[Image object location entries]
§ §
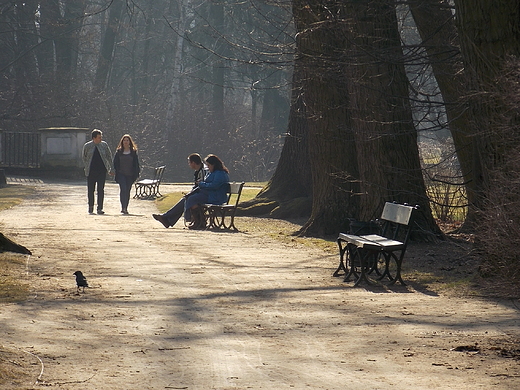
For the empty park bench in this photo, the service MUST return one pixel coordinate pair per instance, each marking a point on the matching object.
(223, 216)
(360, 255)
(149, 188)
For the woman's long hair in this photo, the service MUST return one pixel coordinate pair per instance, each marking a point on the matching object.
(217, 163)
(133, 145)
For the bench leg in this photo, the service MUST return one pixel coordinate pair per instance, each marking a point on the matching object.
(341, 266)
(398, 264)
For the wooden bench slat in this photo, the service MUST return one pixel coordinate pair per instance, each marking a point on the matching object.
(360, 255)
(217, 215)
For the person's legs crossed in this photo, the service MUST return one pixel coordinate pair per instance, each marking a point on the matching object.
(125, 186)
(173, 214)
(91, 186)
(100, 181)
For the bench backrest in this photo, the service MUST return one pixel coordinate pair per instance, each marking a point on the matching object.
(159, 172)
(397, 221)
(234, 192)
(397, 213)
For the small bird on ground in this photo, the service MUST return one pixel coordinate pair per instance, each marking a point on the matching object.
(81, 280)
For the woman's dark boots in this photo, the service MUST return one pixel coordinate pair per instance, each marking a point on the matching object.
(198, 221)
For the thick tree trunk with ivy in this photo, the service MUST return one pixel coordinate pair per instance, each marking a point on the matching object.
(362, 143)
(490, 45)
(436, 25)
(321, 44)
(289, 192)
(388, 155)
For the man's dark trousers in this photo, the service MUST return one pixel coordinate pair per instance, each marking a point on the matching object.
(96, 178)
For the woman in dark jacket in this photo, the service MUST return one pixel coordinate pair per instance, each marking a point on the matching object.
(126, 165)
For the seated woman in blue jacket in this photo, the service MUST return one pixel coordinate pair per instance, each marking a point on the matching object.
(213, 190)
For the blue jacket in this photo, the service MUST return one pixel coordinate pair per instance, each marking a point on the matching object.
(216, 186)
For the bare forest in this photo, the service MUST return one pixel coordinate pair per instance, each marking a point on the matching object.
(341, 106)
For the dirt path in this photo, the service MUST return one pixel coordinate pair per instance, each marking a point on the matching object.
(180, 309)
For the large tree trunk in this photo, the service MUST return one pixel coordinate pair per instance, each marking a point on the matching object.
(292, 179)
(490, 45)
(388, 155)
(435, 23)
(332, 150)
§ §
— Your task —
Rewrite every one of the records above, swapping "MUST" for "SHOULD" and leaving everything else as it is. Omit the pictures from your answer.

— Task result —
For the empty park bench in this photo, the service SHOULD return one pixel coordinate pair per instance, each marking a point on the matching object.
(223, 216)
(360, 255)
(149, 188)
For the woman's long hair in this photo, the service SHOULD return one pixel coordinate pair per instance, each marking a point on the matching object.
(217, 163)
(133, 145)
For the bench leg in this photo, the service SHOULD return one pixel coordinate pair per instance, each marking a point on the matching object.
(341, 266)
(398, 264)
For the wooden bench slat in this photo, the service SHOULD return one pixel coordinate pair per instance, each marking a point on the matching object.
(360, 255)
(217, 215)
For the person's legs crossed in this photo, the service SHOULD return one pixel coordinate pair per instance, each marking a point on the matching object.
(125, 186)
(173, 214)
(91, 186)
(100, 181)
For the bench backrest in this photo, the service SHOULD return one pixel coordinate pair per instance, each marking a point on the matching object.
(159, 172)
(397, 221)
(234, 192)
(397, 213)
For the small bird on ground in this photo, the service SHOULD return one pixel coordinate pair per instance, each marking a point on the matching object.
(81, 280)
For the woman's dark boots in this photo, the service SHOULD return one pixel coordinate pair per instance, each marking a point on the matching object.
(198, 221)
For the thick tree trunk with ivy in this photo, the service SHOULD return one pixel coordinate pair per instance, each marking a point on the matching object.
(362, 143)
(490, 45)
(436, 25)
(321, 44)
(289, 192)
(388, 155)
For the man's dark trousers in this photo, the service SHOULD return one pixel coordinate pair per instance, each marking a point on the matching object.
(96, 178)
For the woman in dark jacket in this photo, the service SHOULD return one pixel coordinate pair per instance, each marking a point on the matching object.
(126, 165)
For the seated woman in blue jacket in this photo, the service SHOULD return one pixel coordinate pair per instance, each marking a point on the matching object.
(213, 190)
For the blue jacket in this photo, the service SHOULD return one pixel coordinate pair per instance, each marking a point on the matching object.
(216, 186)
For the bare forest in this photo, the service SHOULD return one pixel coordinate pair per instance, each marking a point on the matching object.
(341, 106)
For the dirt path in this photo, the service SHOULD return one pixel coordinate pair per instance, each marking a point on the matching object.
(180, 309)
For the large tree trunk in this photo, the service SHOULD return one pixel coordinate pair per instance, each marking a point on the matching object.
(292, 179)
(490, 45)
(388, 155)
(435, 23)
(332, 150)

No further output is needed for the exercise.